# ENTRIES PROVIDED
- - - -
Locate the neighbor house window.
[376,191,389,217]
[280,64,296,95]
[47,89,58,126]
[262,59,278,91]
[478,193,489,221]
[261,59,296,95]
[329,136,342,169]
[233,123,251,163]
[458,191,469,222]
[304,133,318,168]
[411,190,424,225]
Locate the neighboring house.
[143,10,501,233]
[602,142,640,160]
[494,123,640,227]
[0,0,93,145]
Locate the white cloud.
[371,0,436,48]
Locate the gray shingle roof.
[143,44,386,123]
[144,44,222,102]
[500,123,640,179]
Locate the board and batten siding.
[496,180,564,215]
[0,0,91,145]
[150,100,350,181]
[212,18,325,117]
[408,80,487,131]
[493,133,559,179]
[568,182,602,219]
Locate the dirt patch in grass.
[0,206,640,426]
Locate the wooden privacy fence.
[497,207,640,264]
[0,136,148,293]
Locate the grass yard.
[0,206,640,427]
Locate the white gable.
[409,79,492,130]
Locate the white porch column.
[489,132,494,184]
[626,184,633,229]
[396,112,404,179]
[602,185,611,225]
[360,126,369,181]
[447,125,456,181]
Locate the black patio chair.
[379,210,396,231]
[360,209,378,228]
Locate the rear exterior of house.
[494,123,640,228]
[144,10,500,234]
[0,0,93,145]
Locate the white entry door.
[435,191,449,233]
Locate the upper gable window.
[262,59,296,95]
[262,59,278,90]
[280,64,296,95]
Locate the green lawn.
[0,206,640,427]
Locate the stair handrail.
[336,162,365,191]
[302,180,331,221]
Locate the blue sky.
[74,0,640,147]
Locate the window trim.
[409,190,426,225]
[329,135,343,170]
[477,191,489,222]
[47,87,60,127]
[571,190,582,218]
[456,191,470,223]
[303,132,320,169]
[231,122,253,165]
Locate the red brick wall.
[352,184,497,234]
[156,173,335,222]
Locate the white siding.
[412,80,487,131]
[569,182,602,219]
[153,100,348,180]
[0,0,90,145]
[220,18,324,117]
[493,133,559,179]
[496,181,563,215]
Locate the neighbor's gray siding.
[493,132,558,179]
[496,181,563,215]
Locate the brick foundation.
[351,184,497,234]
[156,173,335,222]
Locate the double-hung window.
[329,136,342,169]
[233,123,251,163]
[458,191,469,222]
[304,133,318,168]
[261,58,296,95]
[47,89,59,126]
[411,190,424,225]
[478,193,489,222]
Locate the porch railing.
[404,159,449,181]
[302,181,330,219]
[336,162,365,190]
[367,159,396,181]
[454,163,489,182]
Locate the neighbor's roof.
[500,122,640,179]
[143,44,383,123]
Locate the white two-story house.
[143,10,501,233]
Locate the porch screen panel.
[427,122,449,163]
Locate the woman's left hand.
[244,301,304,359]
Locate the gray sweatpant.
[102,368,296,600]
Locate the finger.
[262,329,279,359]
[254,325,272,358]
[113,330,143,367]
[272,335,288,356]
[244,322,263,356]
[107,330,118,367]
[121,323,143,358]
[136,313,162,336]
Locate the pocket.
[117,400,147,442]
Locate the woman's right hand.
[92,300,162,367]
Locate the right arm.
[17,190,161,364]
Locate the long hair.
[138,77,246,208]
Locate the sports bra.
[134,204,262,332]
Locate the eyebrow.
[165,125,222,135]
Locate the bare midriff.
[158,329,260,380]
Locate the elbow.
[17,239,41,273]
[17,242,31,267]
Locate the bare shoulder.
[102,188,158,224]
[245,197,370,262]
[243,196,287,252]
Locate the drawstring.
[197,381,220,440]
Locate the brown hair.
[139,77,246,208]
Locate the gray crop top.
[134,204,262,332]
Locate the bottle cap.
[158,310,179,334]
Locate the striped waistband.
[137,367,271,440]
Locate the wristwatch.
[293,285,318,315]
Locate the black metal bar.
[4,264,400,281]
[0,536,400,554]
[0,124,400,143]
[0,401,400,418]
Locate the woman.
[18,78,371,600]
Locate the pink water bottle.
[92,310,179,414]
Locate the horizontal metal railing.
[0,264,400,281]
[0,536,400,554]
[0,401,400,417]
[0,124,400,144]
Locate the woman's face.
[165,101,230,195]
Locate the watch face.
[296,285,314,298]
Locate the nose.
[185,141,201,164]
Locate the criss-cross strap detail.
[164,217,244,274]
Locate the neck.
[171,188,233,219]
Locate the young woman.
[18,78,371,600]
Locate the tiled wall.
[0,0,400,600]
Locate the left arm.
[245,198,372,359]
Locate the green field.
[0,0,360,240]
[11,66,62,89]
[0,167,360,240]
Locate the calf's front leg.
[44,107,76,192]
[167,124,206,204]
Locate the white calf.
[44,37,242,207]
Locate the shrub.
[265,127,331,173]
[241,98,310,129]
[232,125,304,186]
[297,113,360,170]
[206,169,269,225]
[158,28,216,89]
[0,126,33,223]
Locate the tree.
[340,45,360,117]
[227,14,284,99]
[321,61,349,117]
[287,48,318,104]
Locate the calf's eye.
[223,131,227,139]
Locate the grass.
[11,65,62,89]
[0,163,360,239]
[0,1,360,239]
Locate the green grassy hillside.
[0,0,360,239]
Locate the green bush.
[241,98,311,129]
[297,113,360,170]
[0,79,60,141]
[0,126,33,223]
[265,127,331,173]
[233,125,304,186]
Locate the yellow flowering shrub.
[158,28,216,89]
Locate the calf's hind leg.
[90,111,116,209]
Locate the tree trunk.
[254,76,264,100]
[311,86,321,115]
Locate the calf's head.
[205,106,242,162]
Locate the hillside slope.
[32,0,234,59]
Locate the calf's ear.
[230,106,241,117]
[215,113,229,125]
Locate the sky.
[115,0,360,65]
- - - -
# TO DO
Reproduce every item above verbatim, with no changes to wording, order, or punctuation.

# RESPONSE FOR THIS EXERCISE
Locate the neighbor house window.
[376,191,389,217]
[280,64,296,95]
[47,89,58,126]
[262,59,278,91]
[478,193,489,221]
[261,59,296,95]
[329,136,342,169]
[233,123,251,163]
[458,191,469,222]
[304,133,318,168]
[411,190,424,225]
Locate the neighboring house.
[143,10,501,233]
[602,142,640,160]
[494,123,640,227]
[0,0,93,145]
Locate the white cloud.
[371,0,436,48]
Locate the gray shingle roof.
[143,44,386,123]
[144,44,222,102]
[500,123,640,179]
Locate the board and batten siding.
[496,180,564,215]
[0,0,91,145]
[150,100,350,181]
[212,18,325,117]
[408,80,487,131]
[493,133,559,179]
[568,182,602,219]
Locate the dirt patch in grass.
[0,206,640,426]
Locate the wooden privacy fence.
[497,207,640,264]
[0,136,148,293]
Locate the grass yard.
[0,206,640,427]
Locate the white gable.
[409,79,492,130]
Locate the white porch column.
[489,132,494,184]
[626,184,633,229]
[396,112,404,179]
[602,185,611,225]
[360,126,369,181]
[447,125,456,181]
Locate the black patio chair.
[379,210,396,231]
[360,209,378,228]
Locate the rear exterior of house.
[494,123,640,228]
[144,10,500,234]
[0,0,93,145]
Locate the white entry door.
[435,191,449,233]
Locate the upper gable window.
[262,59,296,95]
[262,59,278,90]
[280,64,296,95]
Locate the green lawn.
[0,206,640,427]
Locate the stair handrail.
[336,162,365,191]
[302,180,331,221]
Locate the blue sky.
[74,0,640,147]
Locate the window trim.
[409,190,426,225]
[329,135,343,170]
[477,191,489,222]
[47,87,60,127]
[571,190,582,218]
[456,191,470,223]
[303,132,320,169]
[231,122,253,165]
Locate the red brick wall.
[352,184,497,234]
[156,173,335,222]
Locate the white siding.
[412,80,487,131]
[569,182,602,219]
[153,100,348,180]
[0,0,90,145]
[220,18,324,117]
[493,133,559,179]
[496,181,563,215]
Locate the neighbor's gray siding.
[493,132,558,179]
[496,181,563,215]
Locate the brick foundation.
[351,184,497,234]
[156,173,335,222]
Locate the double-hung window.
[329,136,342,169]
[233,123,251,163]
[458,191,469,222]
[304,133,318,168]
[261,58,296,95]
[47,89,59,126]
[411,190,424,225]
[478,193,489,222]
Locate the porch railing.
[404,159,449,181]
[302,181,330,219]
[336,162,365,190]
[367,159,396,181]
[454,163,489,182]
Locate the neighbor's roof.
[500,122,640,179]
[143,44,383,123]
Locate the white two-story house.
[143,10,501,233]
Locate the porch screen panel.
[427,122,449,163]
Locate the woman's left hand.
[244,301,304,359]
Locate the gray sweatpant.
[102,368,296,600]
Locate the finger.
[262,329,279,359]
[254,325,272,358]
[113,330,143,367]
[272,335,288,356]
[244,322,263,356]
[107,330,118,367]
[121,323,143,358]
[136,313,162,336]
Locate the pocket.
[117,400,147,442]
Locate the woman's right hand.
[92,300,162,367]
Locate the right arm.
[17,190,161,364]
Locate the long hair.
[138,77,246,208]
Locate the sports bra.
[134,204,262,332]
Locate the eyebrow.
[165,125,222,135]
Locate the bare midriff.
[158,329,260,380]
Locate the elbow.
[17,239,41,273]
[17,242,31,267]
Locate the bare shoulder.
[102,188,158,224]
[245,197,370,262]
[243,196,287,252]
Locate the drawstring.
[197,381,220,440]
Locate the brown hair.
[139,77,246,208]
Locate the gray crop top.
[134,204,262,332]
Locate the bottle cap.
[158,310,179,334]
Locate the striped waistband.
[137,367,271,440]
Locate the wristwatch.
[293,285,318,315]
Locate the black metal bar.
[4,264,400,281]
[0,536,400,554]
[0,124,400,143]
[0,401,400,418]
Locate the woman.
[18,78,371,600]
Locate the pink water bottle.
[92,310,179,414]
Locate the horizontal metal railing.
[0,264,400,281]
[0,536,400,554]
[0,401,400,417]
[0,124,400,144]
Locate the woman's face.
[165,101,230,195]
Locate the watch face.
[296,285,314,298]
Locate the nose.
[185,141,201,164]
Locate the criss-cross strap detail.
[164,217,244,274]
Locate the neck.
[171,188,233,219]
Locate the young woman.
[18,78,371,600]
Locate the tiled wall.
[0,0,400,600]
Locate the left arm.
[245,198,372,359]
Locate the green field.
[0,0,360,240]
[11,66,62,89]
[0,167,360,240]
Locate the calf's front leg.
[44,107,76,192]
[167,124,206,204]
Locate the white calf.
[44,37,242,207]
Locate the shrub.
[265,127,331,173]
[241,98,310,129]
[232,125,304,186]
[297,113,360,170]
[206,169,269,225]
[158,28,216,89]
[0,126,33,223]
Locate the tree.
[340,45,360,117]
[227,14,284,99]
[321,61,349,117]
[287,48,318,104]
Locate the calf's eye.
[223,131,227,139]
Locate the grass.
[11,65,62,89]
[0,163,360,239]
[0,1,360,239]
Locate the green grassy hillside.
[0,0,360,239]
Locate the green bush.
[241,98,311,129]
[297,113,360,170]
[0,79,60,141]
[0,126,33,223]
[265,127,331,173]
[233,125,304,186]
Locate the yellow flowering shrub.
[158,28,216,89]
Locate the calf's hind leg.
[90,111,116,209]
Locate the tree trunk.
[254,76,264,100]
[311,86,321,115]
Locate the calf's head.
[205,106,242,162]
Locate the hillside slope.
[32,0,234,59]
Locate the calf's ear.
[230,106,241,117]
[215,113,229,125]
Locate the sky.
[115,0,360,65]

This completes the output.